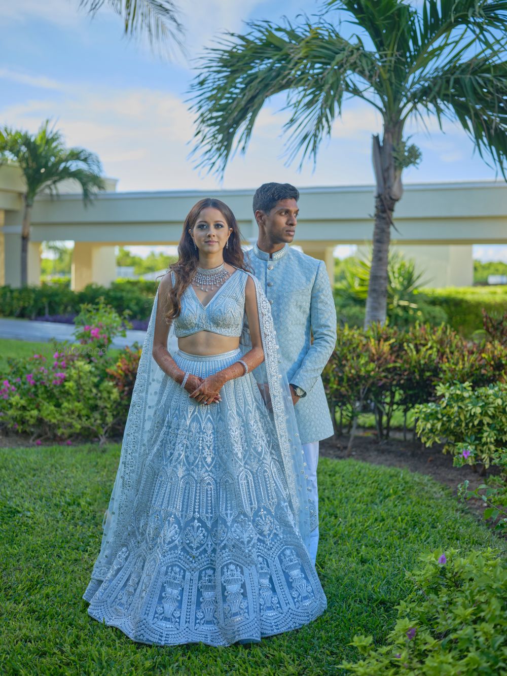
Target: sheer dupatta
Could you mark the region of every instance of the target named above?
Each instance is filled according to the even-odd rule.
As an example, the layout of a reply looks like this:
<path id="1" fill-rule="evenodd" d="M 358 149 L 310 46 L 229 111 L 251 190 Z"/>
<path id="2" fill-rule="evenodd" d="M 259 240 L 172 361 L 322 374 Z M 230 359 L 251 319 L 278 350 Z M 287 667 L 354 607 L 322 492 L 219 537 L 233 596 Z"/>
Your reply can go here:
<path id="1" fill-rule="evenodd" d="M 252 371 L 252 375 L 273 419 L 276 436 L 274 441 L 280 448 L 283 461 L 283 477 L 281 479 L 286 485 L 291 511 L 308 549 L 310 531 L 317 524 L 313 503 L 308 499 L 308 474 L 290 388 L 287 376 L 281 368 L 282 362 L 269 303 L 259 281 L 253 275 L 249 276 L 256 285 L 264 352 L 264 362 Z M 162 409 L 158 402 L 163 399 L 168 377 L 151 354 L 158 301 L 158 291 L 139 360 L 116 478 L 102 523 L 103 534 L 100 552 L 93 566 L 91 581 L 84 594 L 88 599 L 105 579 L 126 541 L 129 524 L 135 516 L 135 498 L 139 492 L 143 469 L 149 456 L 154 435 L 164 422 L 161 419 L 162 414 L 160 412 Z M 244 352 L 251 347 L 246 315 L 241 345 Z M 169 332 L 168 349 L 170 352 L 177 349 L 172 326 Z M 138 506 L 138 508 L 145 506 Z"/>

■ ■ ■ ■

### Written task
Recast the records above as a two-column CSV with the headers "prompt" and "reply" and one row per record. Put each record's text under "prompt" and its answer under "reply", each in a single quoted field with line breaks turned into spaces, and leave the pictures out.

### Solved problem
prompt,reply
"Target: sheer dupatta Could you mark the region of every instance of the target named above? Each instance is filled according to the even-odd rule. As an example, the layout of a reply looks like this: <path id=""1"" fill-rule=""evenodd"" d=""M 358 149 L 310 46 L 229 111 L 251 190 Z""/> <path id=""2"" fill-rule=""evenodd"" d=""M 259 240 L 172 361 L 322 374 Z M 230 359 L 251 319 L 278 350 Z M 287 667 L 354 607 L 322 492 L 219 537 L 233 596 Z""/> Your reply can go here:","<path id=""1"" fill-rule=""evenodd"" d=""M 252 371 L 252 375 L 273 419 L 276 436 L 274 441 L 280 448 L 283 461 L 283 477 L 281 479 L 286 485 L 291 511 L 308 549 L 310 531 L 317 524 L 313 503 L 308 499 L 308 474 L 290 388 L 287 376 L 281 368 L 282 362 L 269 303 L 259 281 L 253 275 L 249 276 L 256 285 L 264 352 L 264 362 Z M 162 409 L 158 402 L 163 399 L 168 377 L 151 354 L 158 301 L 158 291 L 139 360 L 116 478 L 102 523 L 103 534 L 100 552 L 93 566 L 91 581 L 84 594 L 88 599 L 105 579 L 126 541 L 129 524 L 135 516 L 135 498 L 139 492 L 143 469 L 149 456 L 154 435 L 164 422 L 161 419 L 162 414 L 160 412 Z M 244 352 L 251 347 L 246 315 L 241 345 Z M 169 332 L 168 349 L 170 352 L 177 349 L 172 326 Z M 138 506 L 138 508 L 145 506 Z""/>"